→ **Your instructions**: Among the entries below, find all lines that include "corbel" and copy them.

------ Supplied entries ------

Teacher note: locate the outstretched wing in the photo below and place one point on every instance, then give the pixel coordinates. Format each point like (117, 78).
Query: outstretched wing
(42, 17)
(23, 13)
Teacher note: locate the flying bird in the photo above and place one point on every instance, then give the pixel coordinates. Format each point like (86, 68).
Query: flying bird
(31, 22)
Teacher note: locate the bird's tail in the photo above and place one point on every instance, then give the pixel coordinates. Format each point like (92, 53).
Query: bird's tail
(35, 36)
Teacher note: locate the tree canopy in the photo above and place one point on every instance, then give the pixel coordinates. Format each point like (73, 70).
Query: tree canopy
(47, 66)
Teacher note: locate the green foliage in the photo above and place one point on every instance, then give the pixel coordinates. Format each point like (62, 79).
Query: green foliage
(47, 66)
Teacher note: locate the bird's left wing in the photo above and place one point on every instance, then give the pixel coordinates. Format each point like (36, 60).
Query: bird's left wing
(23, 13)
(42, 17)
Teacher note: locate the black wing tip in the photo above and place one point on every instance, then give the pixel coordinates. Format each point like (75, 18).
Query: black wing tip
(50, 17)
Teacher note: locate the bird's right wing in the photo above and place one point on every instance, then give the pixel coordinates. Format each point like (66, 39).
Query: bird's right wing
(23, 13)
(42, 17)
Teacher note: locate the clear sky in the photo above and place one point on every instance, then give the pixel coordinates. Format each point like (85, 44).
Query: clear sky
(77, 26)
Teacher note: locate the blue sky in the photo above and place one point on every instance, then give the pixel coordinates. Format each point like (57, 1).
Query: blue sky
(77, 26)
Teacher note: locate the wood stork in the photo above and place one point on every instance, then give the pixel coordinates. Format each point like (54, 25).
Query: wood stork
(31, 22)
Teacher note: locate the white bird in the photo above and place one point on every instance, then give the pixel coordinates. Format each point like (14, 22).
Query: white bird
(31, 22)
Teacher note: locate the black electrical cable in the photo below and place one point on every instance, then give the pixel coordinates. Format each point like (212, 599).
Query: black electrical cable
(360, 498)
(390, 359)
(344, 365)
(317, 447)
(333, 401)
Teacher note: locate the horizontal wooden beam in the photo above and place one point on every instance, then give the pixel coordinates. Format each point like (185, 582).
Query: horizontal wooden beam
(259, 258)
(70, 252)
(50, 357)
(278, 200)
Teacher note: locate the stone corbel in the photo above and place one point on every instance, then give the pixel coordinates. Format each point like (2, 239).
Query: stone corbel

------
------ Supplied entries ------

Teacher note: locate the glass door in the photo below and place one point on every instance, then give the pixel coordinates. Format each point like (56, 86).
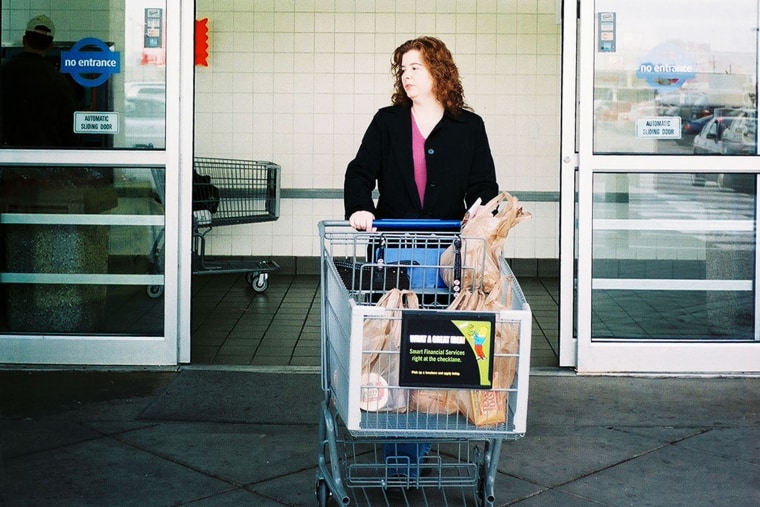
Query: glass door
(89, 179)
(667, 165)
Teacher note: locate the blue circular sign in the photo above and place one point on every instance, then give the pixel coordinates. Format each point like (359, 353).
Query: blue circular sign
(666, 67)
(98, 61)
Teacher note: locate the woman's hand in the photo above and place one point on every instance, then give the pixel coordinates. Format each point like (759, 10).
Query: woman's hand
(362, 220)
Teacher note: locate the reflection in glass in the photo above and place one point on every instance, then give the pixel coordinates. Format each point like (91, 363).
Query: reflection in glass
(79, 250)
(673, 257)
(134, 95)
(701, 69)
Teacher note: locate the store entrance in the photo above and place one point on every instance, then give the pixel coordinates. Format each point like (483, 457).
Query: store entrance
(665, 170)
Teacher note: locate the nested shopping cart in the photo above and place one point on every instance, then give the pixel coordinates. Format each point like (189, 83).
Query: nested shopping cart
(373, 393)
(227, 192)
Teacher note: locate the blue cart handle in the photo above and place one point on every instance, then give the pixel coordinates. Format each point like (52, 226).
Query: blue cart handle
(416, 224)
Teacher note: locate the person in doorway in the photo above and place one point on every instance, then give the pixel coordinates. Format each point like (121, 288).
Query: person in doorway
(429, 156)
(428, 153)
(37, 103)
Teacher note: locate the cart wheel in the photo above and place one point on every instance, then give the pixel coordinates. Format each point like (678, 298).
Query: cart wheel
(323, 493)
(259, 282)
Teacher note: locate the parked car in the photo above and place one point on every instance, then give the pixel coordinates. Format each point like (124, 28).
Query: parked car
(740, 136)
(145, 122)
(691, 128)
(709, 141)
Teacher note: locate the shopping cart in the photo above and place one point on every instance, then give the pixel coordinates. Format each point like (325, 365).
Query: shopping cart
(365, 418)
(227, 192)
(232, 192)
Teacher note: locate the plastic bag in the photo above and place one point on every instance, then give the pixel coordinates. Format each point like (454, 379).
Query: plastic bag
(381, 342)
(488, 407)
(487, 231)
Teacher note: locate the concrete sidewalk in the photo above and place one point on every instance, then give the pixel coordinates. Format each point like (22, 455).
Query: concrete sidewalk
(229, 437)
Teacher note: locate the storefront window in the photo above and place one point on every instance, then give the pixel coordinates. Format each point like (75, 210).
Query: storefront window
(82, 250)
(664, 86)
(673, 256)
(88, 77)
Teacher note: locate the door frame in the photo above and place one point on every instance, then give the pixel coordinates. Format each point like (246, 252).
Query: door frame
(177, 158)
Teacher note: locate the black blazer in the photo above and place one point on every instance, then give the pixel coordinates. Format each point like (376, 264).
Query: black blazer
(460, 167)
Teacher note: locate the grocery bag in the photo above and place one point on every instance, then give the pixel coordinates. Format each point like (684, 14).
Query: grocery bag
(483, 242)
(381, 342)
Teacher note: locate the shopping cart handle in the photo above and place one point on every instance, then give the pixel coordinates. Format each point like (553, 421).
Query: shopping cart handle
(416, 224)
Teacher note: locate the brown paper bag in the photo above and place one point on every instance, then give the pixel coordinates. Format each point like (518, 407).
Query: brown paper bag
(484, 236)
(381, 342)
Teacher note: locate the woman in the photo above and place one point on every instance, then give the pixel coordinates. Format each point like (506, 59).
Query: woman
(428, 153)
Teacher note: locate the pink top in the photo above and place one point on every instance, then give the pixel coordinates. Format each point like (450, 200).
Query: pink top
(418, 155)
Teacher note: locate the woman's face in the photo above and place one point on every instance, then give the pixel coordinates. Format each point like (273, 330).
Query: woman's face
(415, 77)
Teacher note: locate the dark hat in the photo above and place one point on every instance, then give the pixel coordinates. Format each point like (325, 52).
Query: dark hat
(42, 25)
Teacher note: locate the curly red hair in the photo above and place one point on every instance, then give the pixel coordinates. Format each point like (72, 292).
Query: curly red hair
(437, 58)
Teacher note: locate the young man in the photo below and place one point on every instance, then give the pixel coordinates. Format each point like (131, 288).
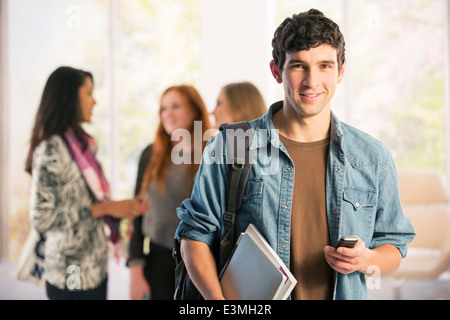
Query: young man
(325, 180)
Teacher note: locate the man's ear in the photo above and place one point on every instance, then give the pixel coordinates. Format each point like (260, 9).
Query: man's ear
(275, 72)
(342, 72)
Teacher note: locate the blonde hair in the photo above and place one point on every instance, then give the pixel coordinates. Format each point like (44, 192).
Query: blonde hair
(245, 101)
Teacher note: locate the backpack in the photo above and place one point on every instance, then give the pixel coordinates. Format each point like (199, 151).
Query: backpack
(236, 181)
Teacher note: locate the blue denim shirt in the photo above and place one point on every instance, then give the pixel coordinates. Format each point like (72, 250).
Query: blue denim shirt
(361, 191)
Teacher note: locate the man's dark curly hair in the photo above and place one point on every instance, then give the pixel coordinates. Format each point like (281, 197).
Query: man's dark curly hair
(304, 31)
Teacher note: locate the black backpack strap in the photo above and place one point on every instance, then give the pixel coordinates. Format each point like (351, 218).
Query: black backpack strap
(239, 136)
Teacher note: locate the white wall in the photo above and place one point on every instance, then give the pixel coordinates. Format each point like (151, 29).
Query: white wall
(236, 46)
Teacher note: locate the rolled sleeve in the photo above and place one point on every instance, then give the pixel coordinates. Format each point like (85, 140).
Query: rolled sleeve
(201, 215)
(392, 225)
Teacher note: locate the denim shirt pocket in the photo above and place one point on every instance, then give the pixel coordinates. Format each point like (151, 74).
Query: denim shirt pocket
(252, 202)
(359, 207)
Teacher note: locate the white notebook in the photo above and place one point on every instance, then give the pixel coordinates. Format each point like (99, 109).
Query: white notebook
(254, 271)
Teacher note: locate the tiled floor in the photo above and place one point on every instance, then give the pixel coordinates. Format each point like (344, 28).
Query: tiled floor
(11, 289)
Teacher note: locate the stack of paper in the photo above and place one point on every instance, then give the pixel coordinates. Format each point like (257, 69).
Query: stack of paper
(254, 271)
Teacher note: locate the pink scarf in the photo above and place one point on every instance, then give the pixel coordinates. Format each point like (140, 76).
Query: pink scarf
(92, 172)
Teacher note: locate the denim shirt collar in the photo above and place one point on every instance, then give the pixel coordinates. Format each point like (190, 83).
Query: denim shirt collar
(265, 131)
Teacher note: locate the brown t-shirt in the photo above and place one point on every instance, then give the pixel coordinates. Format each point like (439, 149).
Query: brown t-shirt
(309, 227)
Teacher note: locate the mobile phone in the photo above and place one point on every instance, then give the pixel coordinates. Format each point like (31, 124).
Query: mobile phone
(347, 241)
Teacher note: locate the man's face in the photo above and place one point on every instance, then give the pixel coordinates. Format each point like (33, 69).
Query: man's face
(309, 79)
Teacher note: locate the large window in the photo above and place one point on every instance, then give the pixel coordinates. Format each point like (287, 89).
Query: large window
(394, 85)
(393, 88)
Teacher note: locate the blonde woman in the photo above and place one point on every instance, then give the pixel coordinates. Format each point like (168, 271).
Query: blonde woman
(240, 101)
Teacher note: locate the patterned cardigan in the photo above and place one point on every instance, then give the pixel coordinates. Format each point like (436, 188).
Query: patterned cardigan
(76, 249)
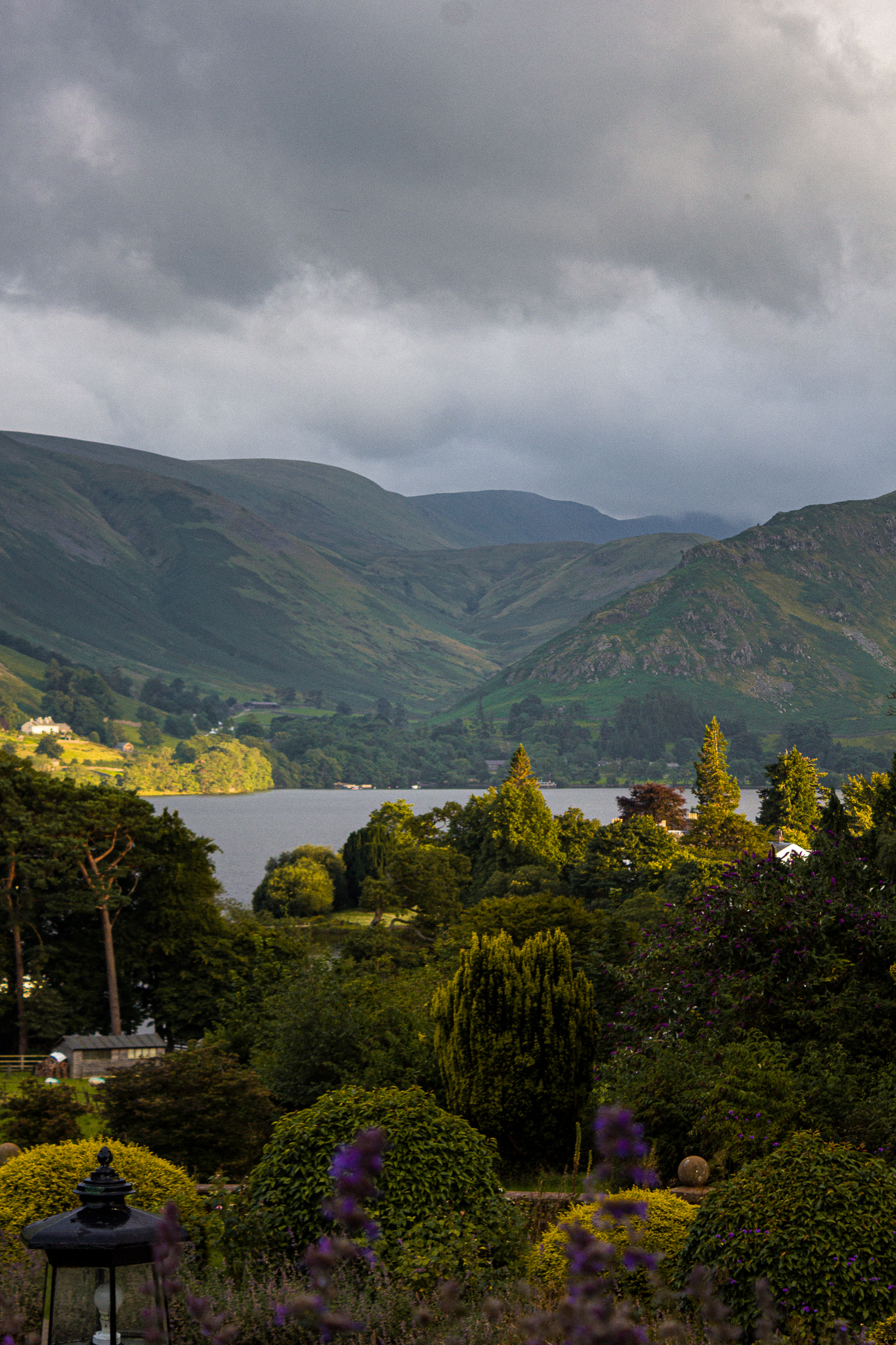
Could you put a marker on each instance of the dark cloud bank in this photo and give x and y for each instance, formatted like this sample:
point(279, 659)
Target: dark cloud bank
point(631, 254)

------
------ Supplied entries ------

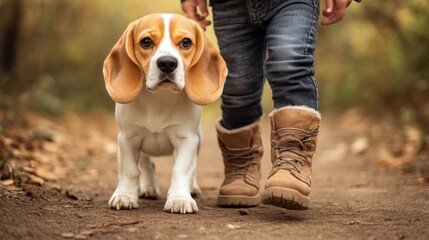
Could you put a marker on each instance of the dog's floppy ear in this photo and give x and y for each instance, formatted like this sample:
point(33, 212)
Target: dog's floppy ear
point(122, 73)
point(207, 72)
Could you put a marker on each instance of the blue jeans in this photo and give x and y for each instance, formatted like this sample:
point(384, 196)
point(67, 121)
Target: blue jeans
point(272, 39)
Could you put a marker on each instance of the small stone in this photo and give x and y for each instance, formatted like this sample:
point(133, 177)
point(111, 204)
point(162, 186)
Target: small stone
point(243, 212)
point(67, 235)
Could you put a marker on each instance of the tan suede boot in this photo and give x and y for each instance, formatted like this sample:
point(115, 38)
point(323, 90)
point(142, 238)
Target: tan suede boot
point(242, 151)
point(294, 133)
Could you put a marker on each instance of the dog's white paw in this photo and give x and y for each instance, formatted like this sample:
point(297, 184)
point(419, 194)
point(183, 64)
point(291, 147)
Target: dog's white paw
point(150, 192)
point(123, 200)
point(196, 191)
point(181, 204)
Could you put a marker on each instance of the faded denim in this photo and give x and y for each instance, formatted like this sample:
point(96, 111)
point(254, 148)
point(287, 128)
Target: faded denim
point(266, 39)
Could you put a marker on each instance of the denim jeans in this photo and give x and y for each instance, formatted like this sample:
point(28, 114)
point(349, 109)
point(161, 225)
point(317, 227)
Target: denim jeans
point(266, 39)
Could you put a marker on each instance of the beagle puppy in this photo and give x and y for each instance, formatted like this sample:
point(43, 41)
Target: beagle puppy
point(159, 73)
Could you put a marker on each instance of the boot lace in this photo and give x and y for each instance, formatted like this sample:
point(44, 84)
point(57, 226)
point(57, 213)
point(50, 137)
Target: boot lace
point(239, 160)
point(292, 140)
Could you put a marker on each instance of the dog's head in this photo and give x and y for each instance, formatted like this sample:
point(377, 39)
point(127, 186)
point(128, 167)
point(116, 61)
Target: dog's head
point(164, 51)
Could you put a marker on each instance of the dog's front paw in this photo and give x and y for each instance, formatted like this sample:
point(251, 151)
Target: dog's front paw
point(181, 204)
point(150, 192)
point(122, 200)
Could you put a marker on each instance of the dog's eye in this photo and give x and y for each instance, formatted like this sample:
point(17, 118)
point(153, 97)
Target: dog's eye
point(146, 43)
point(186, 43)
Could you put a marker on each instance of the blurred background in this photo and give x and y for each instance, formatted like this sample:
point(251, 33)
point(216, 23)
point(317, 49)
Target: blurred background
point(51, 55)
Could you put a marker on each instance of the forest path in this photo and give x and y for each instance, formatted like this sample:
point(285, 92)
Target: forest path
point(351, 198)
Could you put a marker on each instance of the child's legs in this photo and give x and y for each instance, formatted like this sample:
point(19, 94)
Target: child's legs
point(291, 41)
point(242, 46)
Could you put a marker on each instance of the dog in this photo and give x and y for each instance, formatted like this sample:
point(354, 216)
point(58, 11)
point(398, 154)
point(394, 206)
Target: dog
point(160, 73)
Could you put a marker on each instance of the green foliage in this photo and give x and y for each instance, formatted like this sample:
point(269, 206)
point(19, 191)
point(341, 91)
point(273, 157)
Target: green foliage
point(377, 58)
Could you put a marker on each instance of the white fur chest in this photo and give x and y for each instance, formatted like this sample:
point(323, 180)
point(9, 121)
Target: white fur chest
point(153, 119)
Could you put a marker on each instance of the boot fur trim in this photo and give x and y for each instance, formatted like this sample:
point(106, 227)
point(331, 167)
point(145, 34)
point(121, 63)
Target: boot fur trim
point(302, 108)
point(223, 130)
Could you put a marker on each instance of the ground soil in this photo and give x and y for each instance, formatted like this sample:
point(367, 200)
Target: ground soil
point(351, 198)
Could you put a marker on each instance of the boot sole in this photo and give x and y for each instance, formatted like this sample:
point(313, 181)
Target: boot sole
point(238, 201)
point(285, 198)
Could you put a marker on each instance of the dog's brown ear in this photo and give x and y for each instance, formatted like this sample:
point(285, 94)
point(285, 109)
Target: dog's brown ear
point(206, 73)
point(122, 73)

------

→ **Result**:
Teacher note: locate the stone corbel in the photo above and place one point on every instance, then give the pixel coordinates. Format each point like (2, 239).
Query: stone corbel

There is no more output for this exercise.